=== EXTRACTED ENTRIES ===

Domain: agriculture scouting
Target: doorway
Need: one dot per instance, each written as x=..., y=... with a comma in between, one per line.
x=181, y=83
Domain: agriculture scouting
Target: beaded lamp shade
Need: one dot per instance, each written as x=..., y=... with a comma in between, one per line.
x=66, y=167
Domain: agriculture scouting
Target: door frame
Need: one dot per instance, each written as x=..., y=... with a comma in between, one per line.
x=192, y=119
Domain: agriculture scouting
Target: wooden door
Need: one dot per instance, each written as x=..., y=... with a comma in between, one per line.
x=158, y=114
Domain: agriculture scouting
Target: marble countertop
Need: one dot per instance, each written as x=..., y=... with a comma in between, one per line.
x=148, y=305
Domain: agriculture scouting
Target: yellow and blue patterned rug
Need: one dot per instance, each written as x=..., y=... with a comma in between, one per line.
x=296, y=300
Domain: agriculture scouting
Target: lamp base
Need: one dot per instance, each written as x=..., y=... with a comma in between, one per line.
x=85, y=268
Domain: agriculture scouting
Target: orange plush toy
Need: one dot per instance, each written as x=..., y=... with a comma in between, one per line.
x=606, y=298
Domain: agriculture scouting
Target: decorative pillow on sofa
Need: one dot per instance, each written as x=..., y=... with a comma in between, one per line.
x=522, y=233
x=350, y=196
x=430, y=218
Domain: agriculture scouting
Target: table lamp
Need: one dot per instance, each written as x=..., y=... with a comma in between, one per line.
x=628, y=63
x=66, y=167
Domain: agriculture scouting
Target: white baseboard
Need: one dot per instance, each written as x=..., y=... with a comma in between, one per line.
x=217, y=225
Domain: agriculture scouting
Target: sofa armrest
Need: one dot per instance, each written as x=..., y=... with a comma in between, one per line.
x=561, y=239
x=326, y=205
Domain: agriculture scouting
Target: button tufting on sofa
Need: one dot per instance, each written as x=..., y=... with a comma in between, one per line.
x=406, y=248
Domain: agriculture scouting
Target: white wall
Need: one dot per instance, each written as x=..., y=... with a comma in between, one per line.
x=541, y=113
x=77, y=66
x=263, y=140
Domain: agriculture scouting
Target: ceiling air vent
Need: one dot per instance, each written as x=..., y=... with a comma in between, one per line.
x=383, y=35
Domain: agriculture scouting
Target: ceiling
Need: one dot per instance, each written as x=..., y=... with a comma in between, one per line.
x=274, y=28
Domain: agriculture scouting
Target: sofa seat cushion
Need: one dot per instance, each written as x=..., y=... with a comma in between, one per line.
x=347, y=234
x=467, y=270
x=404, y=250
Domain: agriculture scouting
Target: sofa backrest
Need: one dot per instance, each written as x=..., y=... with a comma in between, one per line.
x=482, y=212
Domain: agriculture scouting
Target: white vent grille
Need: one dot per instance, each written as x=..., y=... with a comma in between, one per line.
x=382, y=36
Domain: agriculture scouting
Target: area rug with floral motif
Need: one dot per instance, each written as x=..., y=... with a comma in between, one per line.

===

- SHORT TASK
Change "agriculture scouting" to "indoor scene labeling" everywhere in the lines above, and leave everything else unchanged.

- COMPLETED TASK
Domain: indoor scene labeling
Target: doorway
Need: one dot per instance, each written as x=..., y=... with a comma in between, one per line.
x=181, y=83
Domain: indoor scene labeling
Target: beaded lamp shade
Need: one dot per instance, each written as x=..., y=... with a comma in between, one per line.
x=66, y=167
Domain: indoor scene labeling
Target: door frame
Need: one dot per instance, each written as x=..., y=... with a comma in between, one per line.
x=192, y=119
Domain: indoor scene labeling
Target: wooden door
Need: one dot per instance, each written as x=..., y=... with a comma in between, one per line.
x=158, y=114
Domain: indoor scene labeling
Target: marble countertop
Need: one dot per instance, each written as x=..., y=... with a comma in between, one per line.
x=148, y=305
Domain: indoor scene labeling
Target: yellow and blue patterned rug
Need: one dot per instance, each written as x=..., y=... with a comma in between, one per line.
x=296, y=300
Domain: indoor scene labeling
Target: lamp base
Need: one dot per instance, each written as x=..., y=... with a comma in between, one per line.
x=85, y=268
Domain: indoor scene labeling
Target: orange plush toy
Need: one dot per instance, each written as x=..., y=... with a comma in between, one per line.
x=606, y=298
Domain: indoor scene labeling
Target: decorative pillow on sofa
Need: one dot per instance, each written as x=..., y=... with a comma in between, one per line.
x=522, y=233
x=350, y=196
x=430, y=218
Domain: indoor scene labeling
Target: table lamp
Need: one dot per instance, each written as x=..., y=... with a comma in between, one per line.
x=628, y=63
x=66, y=167
Domain: indoor scene labeling
Target: white baseboard
Need: one dot per instance, each written as x=..., y=... with a comma in between, one per line.
x=217, y=225
Domain: indoor scene labeling
Target: sofa armrest
Need: one dot per instance, each written as x=..., y=... with a comma in between, one per line.
x=561, y=239
x=326, y=205
Domain: indoor scene labeling
Target: button tufting on sofa
Need: one dot per instance, each written as x=..., y=... with a comma in between, one per line.
x=406, y=248
Domain: indoor scene labeling
Target: white wall
Need: one dot per instance, each written as x=..., y=... with a comma in between, one per line.
x=541, y=113
x=77, y=66
x=263, y=140
Domain: indoor scene labeling
Target: ceiling air vent
Need: one dot per instance, each written as x=..., y=... with a comma in between, one per line.
x=383, y=35
Domain: indoor scene labeling
Target: ceiling
Need: one dot per instance, each written as x=..., y=... with a comma in between, one per line.
x=274, y=28
Domain: indoor scene labeling
Target: sofa seat cushion
Need: one dot per instance, each written as x=..., y=... with a comma in between, one per line.
x=347, y=234
x=467, y=270
x=404, y=250
Domain: indoor scene labeling
Target: sofa backrest
Need: one dot per instance, each written as x=..., y=... with a comma in between, one per line.
x=482, y=212
Domain: indoor scene labeling
Target: white vent grille
Need: one dot per instance, each written as x=..., y=... with a comma in between, one per line.
x=382, y=36
Domain: indoor scene labeling
Target: area rug with floral motif
Need: one dot per instance, each written as x=..., y=... with a comma in between, one per line.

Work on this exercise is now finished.